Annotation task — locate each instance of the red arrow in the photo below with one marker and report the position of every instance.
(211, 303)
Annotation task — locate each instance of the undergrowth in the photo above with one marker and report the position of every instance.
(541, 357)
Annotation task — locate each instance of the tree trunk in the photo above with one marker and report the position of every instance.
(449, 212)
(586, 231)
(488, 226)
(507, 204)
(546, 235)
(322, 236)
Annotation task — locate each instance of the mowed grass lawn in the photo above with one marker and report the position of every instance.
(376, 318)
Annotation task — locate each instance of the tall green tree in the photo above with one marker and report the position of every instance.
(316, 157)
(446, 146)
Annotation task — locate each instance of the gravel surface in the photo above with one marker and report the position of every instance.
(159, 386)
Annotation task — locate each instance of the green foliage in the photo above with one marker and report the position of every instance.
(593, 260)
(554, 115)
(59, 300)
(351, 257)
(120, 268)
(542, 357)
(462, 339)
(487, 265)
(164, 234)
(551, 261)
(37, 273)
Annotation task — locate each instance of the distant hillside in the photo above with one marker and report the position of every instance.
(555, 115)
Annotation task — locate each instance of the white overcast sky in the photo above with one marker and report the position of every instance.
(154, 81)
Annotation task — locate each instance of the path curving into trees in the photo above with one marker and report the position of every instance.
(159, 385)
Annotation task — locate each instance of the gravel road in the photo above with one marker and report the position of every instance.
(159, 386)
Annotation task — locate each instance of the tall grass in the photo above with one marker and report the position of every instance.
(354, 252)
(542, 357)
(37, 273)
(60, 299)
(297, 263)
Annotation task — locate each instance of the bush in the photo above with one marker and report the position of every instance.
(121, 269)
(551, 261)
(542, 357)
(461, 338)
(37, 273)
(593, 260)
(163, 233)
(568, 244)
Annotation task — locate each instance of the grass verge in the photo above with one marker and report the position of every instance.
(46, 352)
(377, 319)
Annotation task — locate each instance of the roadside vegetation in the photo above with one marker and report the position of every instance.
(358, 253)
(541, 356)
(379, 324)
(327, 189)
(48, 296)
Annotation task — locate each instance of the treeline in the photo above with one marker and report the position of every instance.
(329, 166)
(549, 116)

• [Set problem]
Set down nothing but the lines from the one with "Annotation task — locate each instance of the path" through the end of the records, keeping each line exactly as written and including both ends.

• [Complete output]
Annotation task — locate each instance of the path curving into trees in the photo above with one marker and report the position of every instance.
(159, 385)
Annotation task — locate each instance of the gravel road in the photo above with one marker and report the position of every instance.
(159, 386)
Annotation task — locate each instance of the tall grass in the photo above with one marker and report the position of every instance.
(354, 252)
(542, 357)
(37, 273)
(60, 299)
(297, 263)
Annotation task — locate each instance of the bush in the photo above with one marker and report the position of every instance.
(121, 269)
(551, 261)
(542, 357)
(461, 338)
(37, 273)
(593, 260)
(163, 233)
(568, 244)
Annotation task — locate each instance of the grass verge in the photo above with one marker and report the position of every instance.
(46, 352)
(377, 319)
Annotation task — locate each instance of the roadside vegetation in the photo above with one marker and report the position of every instance.
(358, 253)
(541, 356)
(379, 324)
(327, 189)
(48, 296)
Annotation task — locate each instance of the treeline in the photo above with one marker and report the position of every instance.
(329, 166)
(549, 116)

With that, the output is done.